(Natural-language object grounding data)
+---+

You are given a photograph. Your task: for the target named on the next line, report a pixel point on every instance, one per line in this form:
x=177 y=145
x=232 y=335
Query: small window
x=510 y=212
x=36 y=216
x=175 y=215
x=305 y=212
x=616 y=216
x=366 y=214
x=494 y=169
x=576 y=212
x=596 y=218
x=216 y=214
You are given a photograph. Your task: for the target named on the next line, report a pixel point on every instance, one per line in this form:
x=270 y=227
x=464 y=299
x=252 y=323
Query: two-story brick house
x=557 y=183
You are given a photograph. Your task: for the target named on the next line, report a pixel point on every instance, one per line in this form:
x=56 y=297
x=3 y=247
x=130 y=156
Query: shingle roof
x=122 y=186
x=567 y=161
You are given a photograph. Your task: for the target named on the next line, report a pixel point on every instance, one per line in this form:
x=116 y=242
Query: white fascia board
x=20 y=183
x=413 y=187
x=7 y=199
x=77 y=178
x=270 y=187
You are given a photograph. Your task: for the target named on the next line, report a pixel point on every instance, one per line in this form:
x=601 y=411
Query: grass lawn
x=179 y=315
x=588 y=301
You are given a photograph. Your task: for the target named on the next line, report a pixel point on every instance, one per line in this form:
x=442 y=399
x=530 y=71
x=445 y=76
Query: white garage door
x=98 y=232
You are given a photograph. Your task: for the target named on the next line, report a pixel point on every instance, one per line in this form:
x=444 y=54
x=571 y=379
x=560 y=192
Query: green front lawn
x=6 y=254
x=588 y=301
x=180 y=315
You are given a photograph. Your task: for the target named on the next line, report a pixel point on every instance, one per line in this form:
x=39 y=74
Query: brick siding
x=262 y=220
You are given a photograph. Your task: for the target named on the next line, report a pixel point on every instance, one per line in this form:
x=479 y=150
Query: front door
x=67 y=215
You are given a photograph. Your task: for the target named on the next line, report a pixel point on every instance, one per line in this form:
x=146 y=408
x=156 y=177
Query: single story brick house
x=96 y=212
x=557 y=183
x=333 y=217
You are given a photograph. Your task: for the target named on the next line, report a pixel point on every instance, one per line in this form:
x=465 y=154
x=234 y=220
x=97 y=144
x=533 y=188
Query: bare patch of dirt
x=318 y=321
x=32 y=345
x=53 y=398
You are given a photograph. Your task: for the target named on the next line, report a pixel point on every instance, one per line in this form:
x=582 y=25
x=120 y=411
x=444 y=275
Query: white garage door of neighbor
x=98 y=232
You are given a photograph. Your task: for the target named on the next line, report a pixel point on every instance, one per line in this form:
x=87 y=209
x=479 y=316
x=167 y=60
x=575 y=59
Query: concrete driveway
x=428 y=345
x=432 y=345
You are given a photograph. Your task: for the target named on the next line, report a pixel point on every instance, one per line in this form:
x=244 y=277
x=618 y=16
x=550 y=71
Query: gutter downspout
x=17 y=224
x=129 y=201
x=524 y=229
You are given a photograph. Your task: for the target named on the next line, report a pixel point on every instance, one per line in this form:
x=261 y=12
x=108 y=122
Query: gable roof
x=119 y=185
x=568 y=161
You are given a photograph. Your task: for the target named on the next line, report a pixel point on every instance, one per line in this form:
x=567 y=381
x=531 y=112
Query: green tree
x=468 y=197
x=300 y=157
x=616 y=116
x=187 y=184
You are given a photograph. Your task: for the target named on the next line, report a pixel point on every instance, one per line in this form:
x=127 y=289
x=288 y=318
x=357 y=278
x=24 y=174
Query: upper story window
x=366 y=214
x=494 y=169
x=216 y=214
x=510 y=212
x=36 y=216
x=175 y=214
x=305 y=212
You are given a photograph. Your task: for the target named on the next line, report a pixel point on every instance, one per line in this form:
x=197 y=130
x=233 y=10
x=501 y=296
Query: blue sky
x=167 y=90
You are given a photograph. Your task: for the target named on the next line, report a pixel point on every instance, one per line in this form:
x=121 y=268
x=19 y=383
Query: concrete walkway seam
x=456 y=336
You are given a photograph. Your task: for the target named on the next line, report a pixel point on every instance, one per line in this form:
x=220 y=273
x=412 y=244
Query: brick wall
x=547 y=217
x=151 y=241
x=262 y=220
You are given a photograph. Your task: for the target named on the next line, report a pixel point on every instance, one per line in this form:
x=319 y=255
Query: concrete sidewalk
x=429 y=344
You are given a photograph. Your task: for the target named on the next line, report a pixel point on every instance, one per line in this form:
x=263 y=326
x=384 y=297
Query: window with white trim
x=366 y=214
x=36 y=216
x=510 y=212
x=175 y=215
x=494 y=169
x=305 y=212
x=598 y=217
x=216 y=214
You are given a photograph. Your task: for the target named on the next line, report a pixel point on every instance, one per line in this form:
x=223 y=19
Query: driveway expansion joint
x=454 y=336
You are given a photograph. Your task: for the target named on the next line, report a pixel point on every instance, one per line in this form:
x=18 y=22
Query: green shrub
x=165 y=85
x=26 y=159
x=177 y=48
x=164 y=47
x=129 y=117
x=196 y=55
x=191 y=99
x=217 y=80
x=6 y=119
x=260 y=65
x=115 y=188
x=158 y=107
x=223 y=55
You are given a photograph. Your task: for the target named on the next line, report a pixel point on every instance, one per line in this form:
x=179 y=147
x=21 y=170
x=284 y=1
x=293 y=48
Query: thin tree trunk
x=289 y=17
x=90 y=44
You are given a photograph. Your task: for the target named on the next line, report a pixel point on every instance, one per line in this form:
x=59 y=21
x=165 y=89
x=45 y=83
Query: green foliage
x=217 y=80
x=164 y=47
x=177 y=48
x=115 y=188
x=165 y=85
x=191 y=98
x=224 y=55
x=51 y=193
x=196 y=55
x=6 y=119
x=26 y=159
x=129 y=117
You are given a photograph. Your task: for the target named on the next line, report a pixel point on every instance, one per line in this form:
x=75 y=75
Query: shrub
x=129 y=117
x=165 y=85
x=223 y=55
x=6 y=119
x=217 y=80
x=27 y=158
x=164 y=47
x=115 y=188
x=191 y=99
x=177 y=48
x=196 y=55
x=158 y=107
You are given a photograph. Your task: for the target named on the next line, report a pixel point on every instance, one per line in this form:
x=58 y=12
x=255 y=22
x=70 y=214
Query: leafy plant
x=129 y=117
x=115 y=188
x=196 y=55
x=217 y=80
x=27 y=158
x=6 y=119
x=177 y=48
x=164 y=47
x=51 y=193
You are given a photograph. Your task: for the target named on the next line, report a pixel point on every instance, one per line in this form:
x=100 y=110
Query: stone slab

+---+

EXERCISE BRIEF: Return the data in full, with each line kept exactly as it is.

REPLY:
You are given a photograph. Your task: for the target named on the next line, report a pixel point on every instance, one per line in this form:
x=177 y=145
x=232 y=335
Query: small window
x=510 y=212
x=36 y=216
x=175 y=215
x=305 y=212
x=616 y=216
x=366 y=214
x=494 y=169
x=576 y=212
x=596 y=218
x=216 y=214
You are given a photograph. Your task: for the target named on the next line, report a pixel point on every instance, one per line in this form:
x=270 y=227
x=464 y=299
x=252 y=323
Query: two-story brick house
x=557 y=183
You are given a photograph. Your task: for the target named on the next line, report a pixel point on every instance, one per line in this form:
x=56 y=297
x=3 y=247
x=130 y=156
Query: shingle roof
x=122 y=186
x=567 y=161
You are given a photograph. Your task: for the target named on the next line, report a pixel point on every instance, one per line in this form:
x=116 y=242
Query: white fascia board
x=20 y=183
x=413 y=187
x=7 y=199
x=77 y=178
x=270 y=187
You are given a photograph. Your task: for the target named on the next line, report a pixel point on every instance, one per line in this form:
x=601 y=411
Query: grass lawn
x=179 y=315
x=588 y=301
You are given a photograph. Your task: for the target named on the next line, report a pixel point on every instance, one per line in this form:
x=442 y=399
x=530 y=71
x=445 y=76
Query: white garage door
x=98 y=232
You are given a photograph. Your task: for the target named on the next line, report a pixel point on every instance, one per line in this form:
x=444 y=54
x=571 y=379
x=560 y=192
Query: green front lawn
x=6 y=254
x=588 y=301
x=180 y=315
You are given a photograph. Your task: for the target named on the next line, report a pixel point on every instance, one per line in this form:
x=39 y=74
Query: brick siding
x=262 y=220
You are given a photograph. Your task: for the target named on the next line, report a pixel point on every instance, one per line in this form:
x=479 y=150
Query: front door
x=67 y=215
You are given a photograph. Your task: for the target named on the next line, report a pixel point on every instance, one per line in this form:
x=146 y=408
x=156 y=177
Query: single story brick house
x=96 y=212
x=557 y=183
x=333 y=217
You are given a photograph. Your task: for the target named on the next line, report a pixel point on every instance, one per line in this form:
x=465 y=154
x=234 y=220
x=97 y=144
x=533 y=188
Query: bare patch of dirt
x=318 y=321
x=32 y=345
x=53 y=398
You are given a photograph. Your task: for the target named on the next line, report a pixel point on every instance, one per line in this form:
x=582 y=25
x=120 y=411
x=444 y=275
Query: white garage door of neighbor
x=98 y=232
You are given a photograph. Your task: for the target named on the next line, report a pixel point on every instance, one per line in this form:
x=87 y=209
x=479 y=316
x=167 y=60
x=575 y=59
Query: concrete driveway
x=428 y=345
x=432 y=345
You are given a photograph. Your task: for the target named on the next line, report a pixel point on every instance, one per line in this form:
x=244 y=277
x=618 y=16
x=550 y=71
Query: gutter downspout
x=17 y=224
x=129 y=201
x=524 y=229
You are given a photograph. Your task: for the target named on the next line, report a pixel point on every instance, one per line in this form:
x=261 y=12
x=108 y=122
Query: gable roof
x=119 y=185
x=568 y=161
You are given a photograph. Your task: for the target named on the next line, report a pixel point on every instance, one per line in this form:
x=567 y=381
x=531 y=112
Query: green tree
x=468 y=197
x=300 y=157
x=616 y=116
x=187 y=184
You are given a photograph. Your task: for the target named on the next line, report a pixel point on every instance, one per line in this form:
x=127 y=289
x=288 y=318
x=357 y=278
x=24 y=174
Query: upper story window
x=366 y=214
x=494 y=169
x=216 y=214
x=510 y=212
x=36 y=216
x=175 y=214
x=305 y=212
You are given a photograph. Your task: for the target named on the next line, report a pixel point on every instance, one per line in this form:
x=197 y=130
x=233 y=10
x=501 y=296
Query: blue sky
x=167 y=90
You are given a photograph. Your task: for the target named on the next line, report a pixel point on every instance, one per line in this form:
x=121 y=268
x=19 y=383
Query: concrete walkway seam
x=456 y=336
You are given a photograph. Your task: for the target named on the next line, report a pixel point on every instance, one per line in this form:
x=220 y=273
x=412 y=244
Query: brick wall
x=547 y=217
x=151 y=241
x=262 y=220
You are given a photograph. Your task: for the target named on the next line, report a pixel point on every instance, one per line in this form:
x=319 y=255
Query: concrete sidewalk
x=429 y=344
You are given a photograph. Your task: for the target named on the next line, report a pixel point on every instance, one per line in this form:
x=263 y=326
x=384 y=297
Query: window with white trim
x=366 y=214
x=36 y=216
x=510 y=212
x=175 y=215
x=494 y=169
x=305 y=212
x=598 y=217
x=216 y=214
You are given a photograph. Your task: for the target named on the next line, report a pixel point on every instance, one per line in this form:
x=223 y=19
Query: driveway expansion joint
x=454 y=336
You are given a photograph. Your task: for the target named on the next line, report a pixel point on every instance, one per line in this form:
x=18 y=22
Query: green shrub
x=165 y=85
x=26 y=159
x=177 y=48
x=164 y=47
x=129 y=117
x=196 y=55
x=191 y=99
x=217 y=80
x=6 y=119
x=260 y=65
x=115 y=188
x=158 y=107
x=223 y=55
You are given a photograph. Your task: for the target named on the next line, report a pixel point on every instance, one per line in this form:
x=179 y=147
x=21 y=170
x=284 y=1
x=293 y=48
Query: thin tree trunk
x=289 y=17
x=90 y=44
You are given a photograph. Your task: for the target named on the next line, report a pixel point on every instance, one per line in this form:
x=59 y=21
x=165 y=89
x=45 y=83
Query: green foliage
x=217 y=80
x=164 y=47
x=177 y=48
x=115 y=188
x=165 y=85
x=191 y=98
x=224 y=55
x=51 y=193
x=196 y=55
x=6 y=119
x=26 y=159
x=129 y=117
You are given a photograph. Your task: for the target named on the next line, report a pixel point on every instance, one per line in this form:
x=75 y=75
Query: shrub
x=129 y=117
x=165 y=85
x=223 y=55
x=6 y=119
x=217 y=80
x=27 y=158
x=164 y=47
x=115 y=188
x=191 y=99
x=177 y=48
x=196 y=55
x=158 y=107
You are given a photograph. Your task: for the target named on the next line, report a pixel point on every instance, one per line in this form:
x=58 y=12
x=255 y=22
x=70 y=214
Query: leafy plant
x=129 y=117
x=115 y=188
x=196 y=55
x=217 y=80
x=27 y=158
x=6 y=119
x=177 y=48
x=164 y=47
x=51 y=193
You are given a photograph. Your task: for the target named on the next line, report a pixel point on every instance, one per line in this form:
x=100 y=110
Query: stone slab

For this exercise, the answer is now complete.